■ Input for this task:
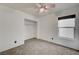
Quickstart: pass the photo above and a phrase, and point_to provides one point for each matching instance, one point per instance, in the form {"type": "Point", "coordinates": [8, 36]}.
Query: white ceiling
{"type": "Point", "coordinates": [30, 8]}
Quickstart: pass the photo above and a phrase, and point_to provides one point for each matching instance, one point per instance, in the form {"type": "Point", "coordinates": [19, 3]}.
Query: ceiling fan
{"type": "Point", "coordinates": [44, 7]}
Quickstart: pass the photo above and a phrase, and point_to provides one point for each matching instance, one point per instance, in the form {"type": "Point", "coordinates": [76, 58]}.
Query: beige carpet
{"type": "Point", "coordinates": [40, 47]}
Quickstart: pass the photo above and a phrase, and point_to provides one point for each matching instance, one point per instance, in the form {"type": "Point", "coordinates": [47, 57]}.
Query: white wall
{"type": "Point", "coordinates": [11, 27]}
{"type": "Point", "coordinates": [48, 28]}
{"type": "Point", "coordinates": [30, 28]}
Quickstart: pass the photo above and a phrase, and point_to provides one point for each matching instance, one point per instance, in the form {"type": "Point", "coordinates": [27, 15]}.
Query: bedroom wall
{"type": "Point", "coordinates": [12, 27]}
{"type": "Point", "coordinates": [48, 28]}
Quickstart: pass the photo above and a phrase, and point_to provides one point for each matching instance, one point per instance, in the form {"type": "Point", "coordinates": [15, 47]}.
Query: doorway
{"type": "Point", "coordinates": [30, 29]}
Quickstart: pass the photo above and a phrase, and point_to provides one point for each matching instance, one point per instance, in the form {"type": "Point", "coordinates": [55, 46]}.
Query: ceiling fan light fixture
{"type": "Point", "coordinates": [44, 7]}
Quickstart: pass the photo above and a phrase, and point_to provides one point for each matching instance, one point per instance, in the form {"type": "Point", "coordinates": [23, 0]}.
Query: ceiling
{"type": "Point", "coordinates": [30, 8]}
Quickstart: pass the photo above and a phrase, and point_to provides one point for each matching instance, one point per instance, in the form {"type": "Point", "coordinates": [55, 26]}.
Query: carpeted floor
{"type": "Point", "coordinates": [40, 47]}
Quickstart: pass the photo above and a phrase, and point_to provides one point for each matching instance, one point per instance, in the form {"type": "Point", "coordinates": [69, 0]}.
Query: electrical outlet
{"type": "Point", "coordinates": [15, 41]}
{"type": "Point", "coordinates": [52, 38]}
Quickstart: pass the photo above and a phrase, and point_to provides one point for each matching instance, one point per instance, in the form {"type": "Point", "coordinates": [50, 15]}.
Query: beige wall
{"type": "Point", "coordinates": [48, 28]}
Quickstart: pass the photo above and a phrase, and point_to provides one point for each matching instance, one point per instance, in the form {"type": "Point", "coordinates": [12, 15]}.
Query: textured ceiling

■ Problem to solve: With the pictures omitted, the records above are to be repeated exactly.

■ Exercise output:
Quickstart: pass the photo above and a phrase, and point_to provides one point for each matching instance, one point per instance, in the form {"type": "Point", "coordinates": [8, 36]}.
Query: white ceiling
{"type": "Point", "coordinates": [30, 8]}
Quickstart: pass the photo above and a phrase, and point_to provides one point for each matching instance, one point per instance, in the form {"type": "Point", "coordinates": [19, 3]}.
Query: ceiling fan
{"type": "Point", "coordinates": [44, 7]}
Quickstart: pass the photo above and a phrase, and point_to provides one point for each matching instance, one point per instance, in the form {"type": "Point", "coordinates": [76, 58]}.
Query: beige carpet
{"type": "Point", "coordinates": [40, 47]}
Quickstart: pass the photo above and a phrase, and point_to provides one point for each matching instance, one point per instance, in the form {"type": "Point", "coordinates": [47, 57]}.
Query: white wall
{"type": "Point", "coordinates": [11, 27]}
{"type": "Point", "coordinates": [48, 28]}
{"type": "Point", "coordinates": [30, 28]}
Quickstart: pass the photo above and a phrase, and point_to provides one point for each matching instance, one point per instance, in the form {"type": "Point", "coordinates": [27, 15]}.
Query: bedroom wall
{"type": "Point", "coordinates": [12, 27]}
{"type": "Point", "coordinates": [48, 28]}
Quickstart: pass the photo above and a phrase, and point_to provides one point for each matching instance, one point per instance, in the form {"type": "Point", "coordinates": [15, 47]}.
Query: doorway
{"type": "Point", "coordinates": [30, 29]}
Quickstart: pass the photo above and a phrase, and point_to provides one point for each matching instance, one point per instance, in the form {"type": "Point", "coordinates": [55, 46]}.
Query: ceiling fan light fixture
{"type": "Point", "coordinates": [44, 7]}
Quickstart: pass the photo above and a phrase, and point_to provides one point for each matching instance, one point per instance, in the form {"type": "Point", "coordinates": [23, 0]}.
Query: ceiling
{"type": "Point", "coordinates": [30, 8]}
Quickstart: pass the photo above and a phrase, and point_to provides one point for each matching instance, one point per instance, in the form {"type": "Point", "coordinates": [55, 26]}.
Query: carpeted floor
{"type": "Point", "coordinates": [40, 47]}
Quickstart: pass the photo above and a phrase, and point_to provides one point for each matching instance, one point per instance, in the form {"type": "Point", "coordinates": [69, 0]}.
Query: electrical outlet
{"type": "Point", "coordinates": [15, 41]}
{"type": "Point", "coordinates": [52, 38]}
Quickstart: pass the photo above and a phrase, and point_to provides one point for each matching instance, one point per instance, in the form {"type": "Point", "coordinates": [50, 15]}.
Query: beige wall
{"type": "Point", "coordinates": [48, 28]}
Quickstart: pass the photo above and a phrase, and point_to provides one point for each matching instance, one point per instance, in the form {"type": "Point", "coordinates": [12, 15]}.
Query: textured ceiling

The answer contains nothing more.